— begin RECORD EXTRACTS —

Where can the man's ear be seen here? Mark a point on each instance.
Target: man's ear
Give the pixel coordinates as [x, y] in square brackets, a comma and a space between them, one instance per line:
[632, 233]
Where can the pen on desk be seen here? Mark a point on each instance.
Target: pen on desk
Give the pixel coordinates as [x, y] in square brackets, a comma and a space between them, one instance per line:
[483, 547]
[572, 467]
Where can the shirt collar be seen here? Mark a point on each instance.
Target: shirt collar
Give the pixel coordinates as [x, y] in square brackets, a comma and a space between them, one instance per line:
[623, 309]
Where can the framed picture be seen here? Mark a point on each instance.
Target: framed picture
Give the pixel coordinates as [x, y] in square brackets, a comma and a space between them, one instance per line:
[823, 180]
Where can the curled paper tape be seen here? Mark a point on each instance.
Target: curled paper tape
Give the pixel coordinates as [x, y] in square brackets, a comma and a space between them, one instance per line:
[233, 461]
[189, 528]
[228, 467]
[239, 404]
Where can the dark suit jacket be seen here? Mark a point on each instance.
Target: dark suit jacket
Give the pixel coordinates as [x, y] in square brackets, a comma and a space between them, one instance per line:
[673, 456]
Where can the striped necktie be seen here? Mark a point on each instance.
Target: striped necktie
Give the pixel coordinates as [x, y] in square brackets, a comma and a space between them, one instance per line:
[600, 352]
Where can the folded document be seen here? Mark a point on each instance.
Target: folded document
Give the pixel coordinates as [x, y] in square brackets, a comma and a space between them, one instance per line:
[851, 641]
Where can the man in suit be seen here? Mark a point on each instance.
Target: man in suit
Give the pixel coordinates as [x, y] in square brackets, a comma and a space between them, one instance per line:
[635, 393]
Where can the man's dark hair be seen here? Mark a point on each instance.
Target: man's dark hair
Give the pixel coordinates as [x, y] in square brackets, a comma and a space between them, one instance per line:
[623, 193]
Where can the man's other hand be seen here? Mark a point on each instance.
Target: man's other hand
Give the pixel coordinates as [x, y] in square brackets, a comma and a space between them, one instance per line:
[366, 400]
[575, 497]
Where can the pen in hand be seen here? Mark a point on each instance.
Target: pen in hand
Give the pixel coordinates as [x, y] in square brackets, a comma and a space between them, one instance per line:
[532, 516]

— end RECORD EXTRACTS —

■ PROBLEM TO WORK ON
Transcribe the records above exactly, but only from the line that contains "Where can the man's dark" through their final line, inclusive.

■ RESPONSE TO THE EXERCISE
Where can the man's dark hair be seen here? Mark a point on each instance.
Target: man's dark hair
Give the pixel coordinates as [x, y] in square brackets, a comma and a space between them, one instance per line:
[623, 193]
Where can the man's other hand be seen here? Mark a point on each instance.
Target: man's other hand
Give the pixel coordinates as [x, y] in square brackets, a comma and a space between them, one instance per line:
[366, 400]
[575, 497]
Where can the pen in hand be seen here? Mark a point on each instance.
Target: pen in hand
Give the pixel coordinates as [x, y] in square brackets, a comma and a space between them, one instance per line:
[532, 516]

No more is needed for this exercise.